• _Document section_:
On 1 September 1975, RADC was reassigned to AFSC's Electronic Systems Division (ESD). At Hanscom AFB on 1 January 1976, RADC's Detachment 1 was activated for "Electronic Technology" with the personnel and equipment of the 1960 AFCRL's Microwave Physics and Solid State Sciences divisions, known as "RADC East."

In the 1980s and 1990s RADC funded a significant amount of research on software engineering, e.g., the Knowledge Based Software Assistant (KBSA) program.

===Rome Laboratory===
In 1990 RADC was redesignated Rome Laboratory which in October 1997 became part of the Air Force Research Laboratory.

==Organization==
Rome Lab includes or included the following entities:
- Information Directorate
  The Information Directorate develops information technologies for air, space and ground systems, partnering with other federal agencies, allied nations, state and local governments, and more than 50 major universities. The Rome Laboratory Technical Library is located at 525 Brooks Road, Rome, NY.

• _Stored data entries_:
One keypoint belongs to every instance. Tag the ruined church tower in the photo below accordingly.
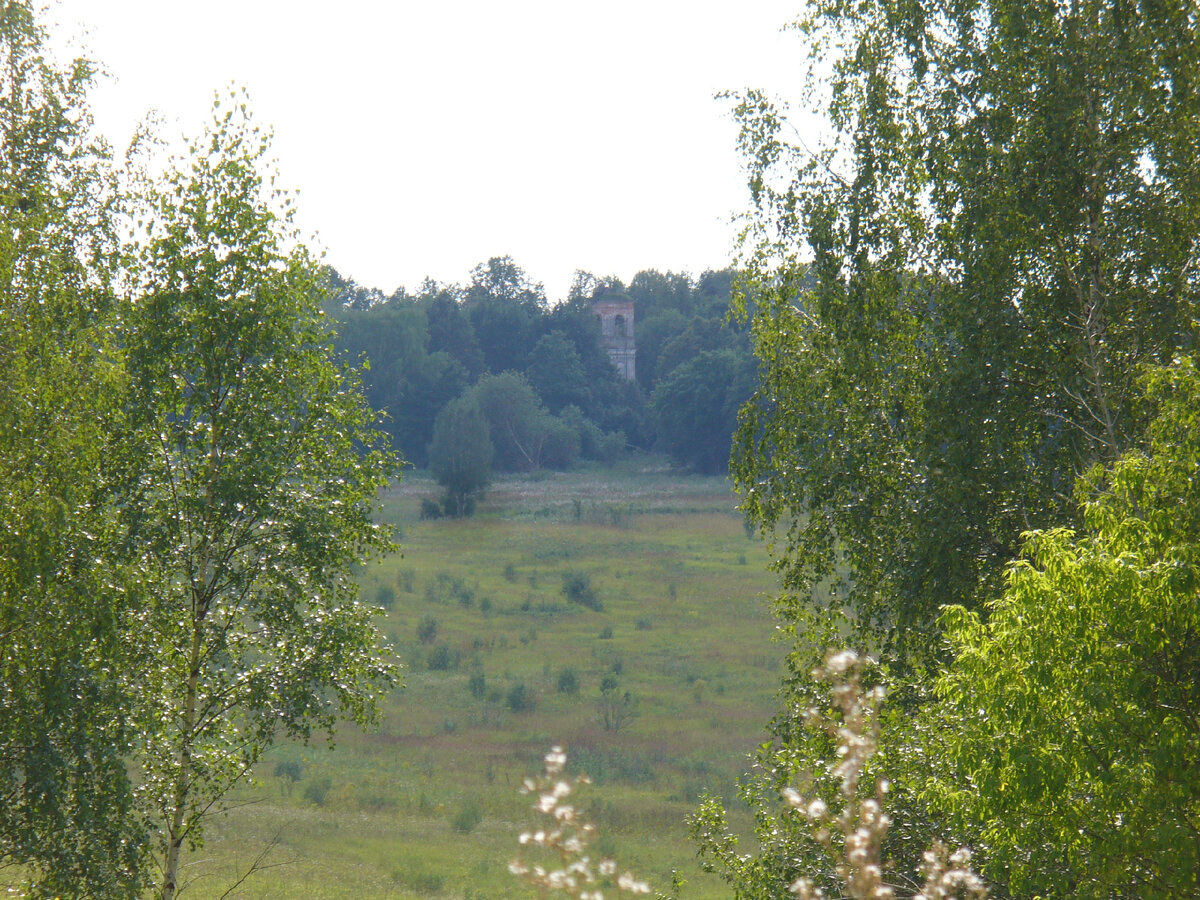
(617, 334)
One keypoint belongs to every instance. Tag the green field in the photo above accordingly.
(427, 804)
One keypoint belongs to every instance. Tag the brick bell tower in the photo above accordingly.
(616, 319)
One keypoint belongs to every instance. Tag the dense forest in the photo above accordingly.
(545, 384)
(961, 372)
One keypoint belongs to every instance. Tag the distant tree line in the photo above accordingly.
(498, 353)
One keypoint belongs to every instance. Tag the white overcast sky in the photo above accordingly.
(424, 137)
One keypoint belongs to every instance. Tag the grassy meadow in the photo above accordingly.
(666, 606)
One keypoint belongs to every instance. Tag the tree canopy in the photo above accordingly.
(954, 298)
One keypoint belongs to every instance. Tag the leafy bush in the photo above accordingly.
(427, 629)
(442, 659)
(468, 817)
(568, 682)
(478, 684)
(520, 699)
(317, 791)
(577, 588)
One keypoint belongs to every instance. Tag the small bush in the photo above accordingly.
(520, 699)
(442, 659)
(467, 819)
(577, 588)
(568, 682)
(317, 791)
(427, 629)
(478, 684)
(289, 772)
(385, 597)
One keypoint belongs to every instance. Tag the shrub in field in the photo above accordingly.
(555, 857)
(468, 817)
(568, 681)
(520, 699)
(828, 839)
(442, 659)
(478, 684)
(577, 588)
(427, 629)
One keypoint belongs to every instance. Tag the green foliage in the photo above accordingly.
(478, 684)
(616, 706)
(427, 629)
(442, 659)
(953, 298)
(520, 699)
(317, 790)
(556, 372)
(520, 425)
(461, 454)
(66, 815)
(568, 681)
(697, 407)
(577, 588)
(259, 468)
(1075, 743)
(468, 817)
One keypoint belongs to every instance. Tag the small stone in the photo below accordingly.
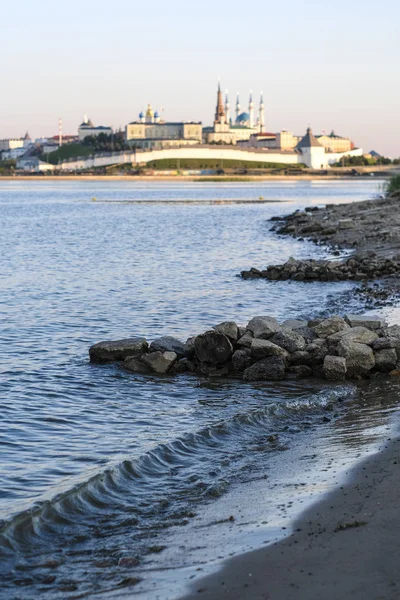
(263, 327)
(334, 368)
(228, 328)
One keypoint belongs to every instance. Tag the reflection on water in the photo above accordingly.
(100, 459)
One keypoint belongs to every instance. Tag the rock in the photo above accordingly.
(293, 323)
(289, 339)
(241, 359)
(188, 348)
(300, 371)
(263, 327)
(364, 321)
(307, 333)
(262, 348)
(384, 343)
(111, 351)
(386, 359)
(334, 368)
(168, 344)
(359, 357)
(361, 335)
(228, 328)
(213, 348)
(272, 368)
(330, 326)
(135, 365)
(301, 357)
(246, 339)
(159, 362)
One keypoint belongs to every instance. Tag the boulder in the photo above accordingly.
(361, 335)
(159, 362)
(334, 368)
(135, 365)
(271, 368)
(168, 344)
(262, 348)
(386, 360)
(365, 321)
(263, 327)
(246, 339)
(241, 359)
(228, 328)
(289, 339)
(111, 351)
(359, 357)
(330, 326)
(213, 348)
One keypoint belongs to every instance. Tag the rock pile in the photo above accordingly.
(358, 267)
(336, 348)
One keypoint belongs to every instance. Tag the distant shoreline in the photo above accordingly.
(192, 178)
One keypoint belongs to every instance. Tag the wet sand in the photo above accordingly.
(347, 546)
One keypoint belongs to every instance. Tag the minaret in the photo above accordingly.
(237, 106)
(251, 110)
(220, 112)
(262, 114)
(227, 108)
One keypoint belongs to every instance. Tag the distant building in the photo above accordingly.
(151, 132)
(335, 143)
(225, 131)
(86, 129)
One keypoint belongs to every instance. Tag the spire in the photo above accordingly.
(220, 112)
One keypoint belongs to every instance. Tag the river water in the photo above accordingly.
(99, 466)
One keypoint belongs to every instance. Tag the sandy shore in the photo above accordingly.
(345, 547)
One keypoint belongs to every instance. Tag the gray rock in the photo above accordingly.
(365, 321)
(241, 359)
(246, 339)
(135, 365)
(293, 323)
(159, 362)
(263, 327)
(289, 339)
(330, 326)
(110, 351)
(359, 357)
(334, 368)
(262, 348)
(168, 344)
(386, 359)
(272, 368)
(228, 328)
(213, 348)
(361, 335)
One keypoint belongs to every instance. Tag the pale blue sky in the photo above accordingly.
(330, 65)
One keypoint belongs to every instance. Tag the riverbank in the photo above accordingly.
(344, 547)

• _Task goal_:
Continue the Rome Laboratory history from its last sentence.

• _Written response_:
- Sensors Directorate
  Moved to Wright-Patterson AFB under the 1995 Base Realignment and Closure Commission

Divisions and laboratories of the former Rome Air Development Center (RADC) included the Electronic Warfare Laboratory, High Power Laboratory, Photonics Laboratory, 1968 Electronics Laboratory (dedicated 25 October), RADC Systems Division, and the Communications and Control Division which moved from building 106 to building 3 in March 1976. (RADC computer facilities were in bldg 3, which in August 1974 had "a new $2.8 million communications research laboratory".)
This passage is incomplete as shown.